**DIRECTIONS FOR THIS TASK:** Rewrite the data from the line with "give the mask of **meadow of wildflowers**" through the end of the data, putting "polygon" in place of "outline" and leaving everything else as it is.

[Annotation data]
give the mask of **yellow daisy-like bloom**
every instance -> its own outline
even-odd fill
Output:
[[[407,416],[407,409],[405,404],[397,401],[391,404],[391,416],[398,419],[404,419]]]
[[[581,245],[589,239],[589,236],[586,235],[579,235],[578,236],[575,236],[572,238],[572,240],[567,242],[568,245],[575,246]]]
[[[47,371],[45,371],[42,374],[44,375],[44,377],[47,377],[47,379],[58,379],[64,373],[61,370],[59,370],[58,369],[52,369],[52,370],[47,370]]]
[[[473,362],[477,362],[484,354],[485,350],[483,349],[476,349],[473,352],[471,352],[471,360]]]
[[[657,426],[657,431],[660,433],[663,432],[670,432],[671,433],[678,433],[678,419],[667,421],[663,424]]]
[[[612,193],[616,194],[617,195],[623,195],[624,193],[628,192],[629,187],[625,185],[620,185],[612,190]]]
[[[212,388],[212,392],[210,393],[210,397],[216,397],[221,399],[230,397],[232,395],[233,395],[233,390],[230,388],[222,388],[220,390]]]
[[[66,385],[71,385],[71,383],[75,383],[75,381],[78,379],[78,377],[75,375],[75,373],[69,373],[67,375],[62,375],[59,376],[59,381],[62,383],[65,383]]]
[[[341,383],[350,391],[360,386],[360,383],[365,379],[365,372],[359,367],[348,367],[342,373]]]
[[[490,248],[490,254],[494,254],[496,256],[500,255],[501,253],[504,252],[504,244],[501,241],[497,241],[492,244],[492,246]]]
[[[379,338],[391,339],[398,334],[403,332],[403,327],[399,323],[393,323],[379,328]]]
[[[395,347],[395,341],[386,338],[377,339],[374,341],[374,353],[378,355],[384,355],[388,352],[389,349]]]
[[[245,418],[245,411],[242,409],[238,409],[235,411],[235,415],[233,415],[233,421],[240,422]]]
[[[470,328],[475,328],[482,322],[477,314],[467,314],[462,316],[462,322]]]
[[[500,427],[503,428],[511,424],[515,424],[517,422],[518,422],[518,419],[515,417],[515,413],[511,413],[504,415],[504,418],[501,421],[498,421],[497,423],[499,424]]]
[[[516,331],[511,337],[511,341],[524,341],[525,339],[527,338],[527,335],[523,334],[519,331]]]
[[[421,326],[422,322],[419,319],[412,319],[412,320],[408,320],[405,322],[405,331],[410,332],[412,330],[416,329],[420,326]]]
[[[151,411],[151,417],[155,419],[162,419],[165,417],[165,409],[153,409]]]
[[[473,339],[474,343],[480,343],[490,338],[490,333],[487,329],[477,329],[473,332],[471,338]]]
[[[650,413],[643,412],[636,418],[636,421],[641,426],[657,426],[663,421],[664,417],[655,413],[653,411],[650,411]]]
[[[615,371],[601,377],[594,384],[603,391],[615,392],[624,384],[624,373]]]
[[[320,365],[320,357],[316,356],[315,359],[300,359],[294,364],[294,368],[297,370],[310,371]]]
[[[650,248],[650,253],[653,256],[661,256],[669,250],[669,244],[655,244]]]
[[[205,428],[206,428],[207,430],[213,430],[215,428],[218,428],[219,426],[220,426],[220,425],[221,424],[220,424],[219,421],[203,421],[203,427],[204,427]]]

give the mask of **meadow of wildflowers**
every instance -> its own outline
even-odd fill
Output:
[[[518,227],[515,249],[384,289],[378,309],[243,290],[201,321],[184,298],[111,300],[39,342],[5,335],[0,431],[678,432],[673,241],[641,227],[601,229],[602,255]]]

**EXERCISE RESPONSE:**
give the mask of **meadow of wildflowers**
every instance -> its own polygon
even-odd fill
Output:
[[[518,227],[515,249],[384,289],[378,309],[243,290],[201,321],[184,298],[111,300],[39,342],[5,335],[0,431],[678,432],[673,241],[641,227],[601,229],[602,255]]]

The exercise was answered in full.